▸ **Exercise aim**
Copy the rows below verbatim, starting at the line with "in stands in" and ending at the line with "[532,343,584,429]", both included, and output nothing else.

══ Given data ══

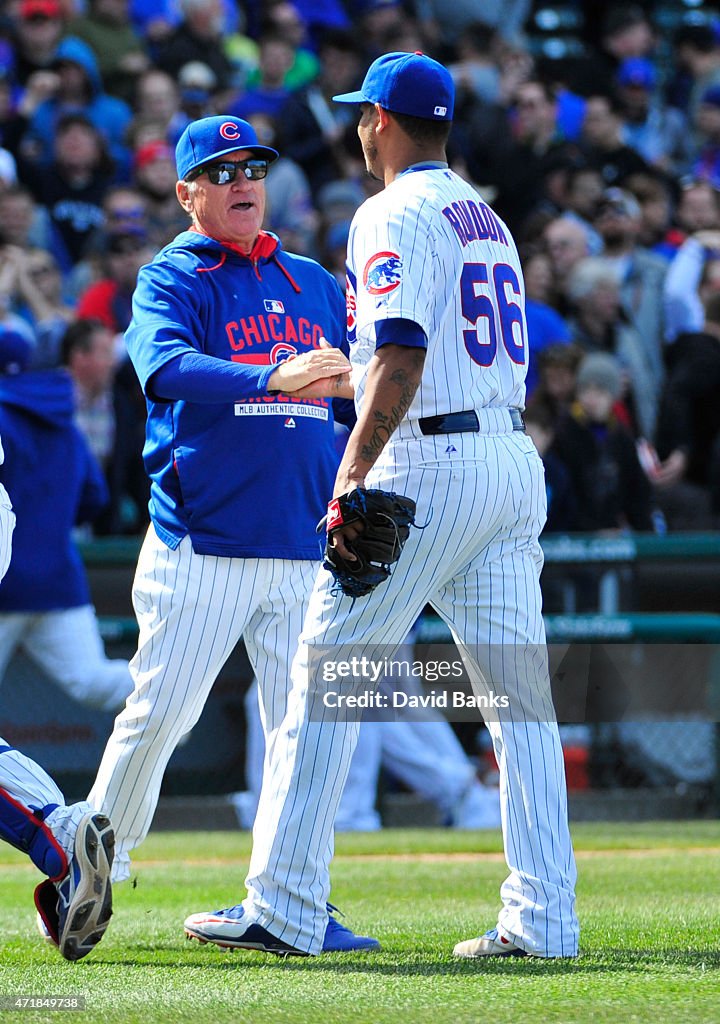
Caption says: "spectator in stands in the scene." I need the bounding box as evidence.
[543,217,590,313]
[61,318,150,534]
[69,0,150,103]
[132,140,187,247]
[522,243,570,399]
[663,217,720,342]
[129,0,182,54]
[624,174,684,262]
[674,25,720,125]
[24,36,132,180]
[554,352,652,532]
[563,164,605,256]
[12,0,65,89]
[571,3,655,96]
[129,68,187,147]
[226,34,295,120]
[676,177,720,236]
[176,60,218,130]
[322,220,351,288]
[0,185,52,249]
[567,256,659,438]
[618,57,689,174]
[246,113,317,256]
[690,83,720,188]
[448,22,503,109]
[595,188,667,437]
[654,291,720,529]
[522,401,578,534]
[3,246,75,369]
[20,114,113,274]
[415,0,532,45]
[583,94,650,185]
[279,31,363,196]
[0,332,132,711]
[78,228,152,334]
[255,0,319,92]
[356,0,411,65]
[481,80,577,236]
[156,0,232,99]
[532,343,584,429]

═══
══ Given data ══

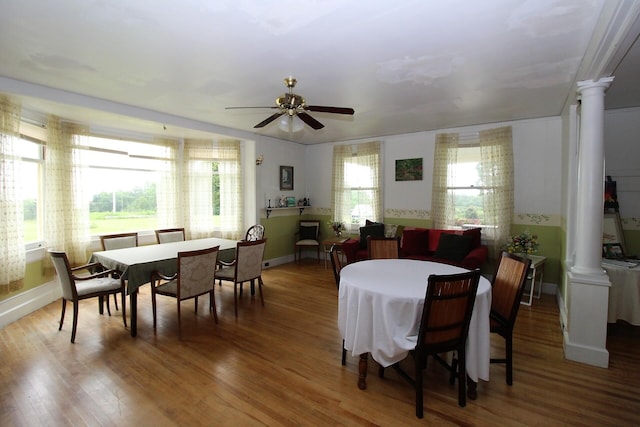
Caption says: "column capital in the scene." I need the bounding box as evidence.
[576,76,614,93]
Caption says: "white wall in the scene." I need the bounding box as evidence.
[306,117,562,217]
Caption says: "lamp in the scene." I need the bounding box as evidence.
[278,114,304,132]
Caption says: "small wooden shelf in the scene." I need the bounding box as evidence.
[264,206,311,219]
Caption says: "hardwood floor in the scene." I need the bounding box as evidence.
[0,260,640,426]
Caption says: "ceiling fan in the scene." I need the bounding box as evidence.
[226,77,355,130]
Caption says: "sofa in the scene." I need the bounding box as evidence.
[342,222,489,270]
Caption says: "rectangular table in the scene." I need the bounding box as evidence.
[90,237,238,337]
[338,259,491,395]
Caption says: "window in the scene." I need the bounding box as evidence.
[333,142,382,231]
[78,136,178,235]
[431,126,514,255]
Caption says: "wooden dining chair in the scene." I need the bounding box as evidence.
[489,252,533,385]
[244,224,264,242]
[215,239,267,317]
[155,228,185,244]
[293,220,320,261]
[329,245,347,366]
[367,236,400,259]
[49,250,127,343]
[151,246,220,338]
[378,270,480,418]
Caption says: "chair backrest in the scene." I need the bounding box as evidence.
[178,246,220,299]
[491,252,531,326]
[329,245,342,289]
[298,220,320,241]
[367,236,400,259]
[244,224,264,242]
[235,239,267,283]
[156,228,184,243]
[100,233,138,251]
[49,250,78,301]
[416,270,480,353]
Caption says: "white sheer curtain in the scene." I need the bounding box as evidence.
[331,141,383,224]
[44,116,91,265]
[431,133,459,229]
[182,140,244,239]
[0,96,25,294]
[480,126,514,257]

═══

▸ **Reply to the exercise**
Caption says: "spectator in stands in the scene." I need the bounding box as evidence.
[543,217,590,313]
[61,318,150,534]
[69,0,150,103]
[132,140,187,247]
[522,243,570,399]
[663,217,720,342]
[129,0,182,54]
[624,174,684,262]
[674,25,720,125]
[24,36,132,180]
[554,352,652,532]
[563,164,605,256]
[12,0,65,89]
[571,3,655,96]
[129,68,187,147]
[226,34,295,120]
[676,177,720,236]
[176,60,218,130]
[322,220,351,288]
[0,185,52,249]
[567,256,659,438]
[618,57,689,174]
[246,113,317,256]
[690,83,720,188]
[448,22,503,109]
[595,188,667,437]
[654,291,720,529]
[522,401,578,534]
[3,246,75,369]
[20,114,113,274]
[415,0,532,45]
[583,94,650,185]
[279,31,363,196]
[0,332,132,711]
[78,228,152,334]
[255,0,319,92]
[356,0,411,65]
[481,80,577,236]
[156,0,232,99]
[532,343,584,429]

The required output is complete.